* **Given exercise 1**:
In the Go generators article, rewrite the paragraph beginning "In programming, a generator is" as a short bulleted list that keeps its main facts.
* **Given exercise 2**:
Repeat word for word the part of the Go generators article between "In programming, a" and "ch := make(chan int)", inclusive.

* **Supplied passage**:

◇ ◇ ◇ ◇ ◇ ◇ ◇

Generators With Golang Iterators
Table of Contents
- Table of Contents
- What is a Generator?
- Example 1: Number Generator
- Example 2: Prime Number Generator
- Example 3: Fibonacci Sequence
- Example 4: Memory Efficiency
- Conclusion
What is a Generator?
In programming, a generator is a type of iterator that allows you to iterate over a set of data without storing the entire dataset in memory. This approach is much more memory-efficient than a function that returns an array of all computed values. We will demonstrate this concept in Golang using the new iterator feature introduced experimentally in version 1.22 and officially released in version 1.23.
Example 1: Number Generator
Channels
Basic
Let’s look at a basic number generator that uses channels. In this example, we expect numbers from 20
to 25
to be sent through the channel returned by the numbersGenChan
function, printed to the console, and then the channel to close.
package main
import "fmt"
func generateNumbers() <-chan int {
ch := make(chan int)
go func() {
for i := 20; i <= 25; i++ {
fmt.Printf("yielding number to consumer: %d\n", i)
ch <- i
fmt.Println("number was received by consumer")
fmt.Println()
}
fmt.Println("closing channel")
close(ch)
}()
return ch
}
func main() {
for num := range generateNumbers() {
fmt.Printf("number received in range-loop: %d\n", num)
}
}
We can see from the output that this implementation fulfills the requirements of a generator because the consumer operates on one value at a time, and the entire dataset is not stored in memory.

◇ ◇ ◇ ◇ ◇ ◇ ◇

* **Collection entries**:

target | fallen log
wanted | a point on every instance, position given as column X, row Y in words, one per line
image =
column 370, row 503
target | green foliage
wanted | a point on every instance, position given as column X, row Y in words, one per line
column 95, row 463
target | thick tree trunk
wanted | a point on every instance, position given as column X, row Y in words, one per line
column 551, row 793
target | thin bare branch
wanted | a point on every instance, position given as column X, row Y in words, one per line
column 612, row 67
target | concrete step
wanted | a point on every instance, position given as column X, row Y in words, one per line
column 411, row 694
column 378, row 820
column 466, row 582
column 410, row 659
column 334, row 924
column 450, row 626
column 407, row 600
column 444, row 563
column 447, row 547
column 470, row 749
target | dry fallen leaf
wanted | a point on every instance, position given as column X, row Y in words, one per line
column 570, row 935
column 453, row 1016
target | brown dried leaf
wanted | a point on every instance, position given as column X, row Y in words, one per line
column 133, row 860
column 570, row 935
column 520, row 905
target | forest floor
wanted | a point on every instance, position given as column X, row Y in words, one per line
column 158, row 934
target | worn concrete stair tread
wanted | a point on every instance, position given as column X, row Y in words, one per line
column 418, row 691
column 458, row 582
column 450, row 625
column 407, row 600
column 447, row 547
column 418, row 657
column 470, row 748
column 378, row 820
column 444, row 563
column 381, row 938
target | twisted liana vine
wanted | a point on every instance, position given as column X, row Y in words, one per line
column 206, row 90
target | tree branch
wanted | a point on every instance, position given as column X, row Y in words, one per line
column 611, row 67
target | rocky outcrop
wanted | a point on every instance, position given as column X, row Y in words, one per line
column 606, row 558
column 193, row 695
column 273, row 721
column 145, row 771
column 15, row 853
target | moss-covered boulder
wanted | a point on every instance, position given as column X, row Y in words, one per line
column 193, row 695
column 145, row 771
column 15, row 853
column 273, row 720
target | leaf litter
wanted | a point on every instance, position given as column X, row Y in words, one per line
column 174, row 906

◇ ◇ ◇ ◇ ◇ ◇ ◇

* **Final answer 1**:
- A generator is a type of iterator that goes over a set of data without storing the whole dataset in memory.
- This uses much less memory than a function that returns an array of all computed values.
- The concept is shown in Golang with the new iterator feature, introduced experimentally in version 1.22 and officially released in version 1.23.

* **Final answer 2**:
In programming, a generator is a type of iterator that allows you to iterate over a set of data without storing the entire dataset in memory. This approach is much more memory-efficient than a function that returns an array of all computed values. We will demonstrate this concept in Golang using the new iterator feature introduced experimentally in version 1.22 and officially released in version 1.23.
Example 1: Number Generator
Channels
Basic
Let’s look at a basic number generator that uses channels. In this example, we expect numbers from 20
to 25
to be sent through the channel returned by the numbersGenChan
function, printed to the console, and then the channel to close.
package main
import "fmt"
func generateNumbers() <-chan int {
ch := make(chan int)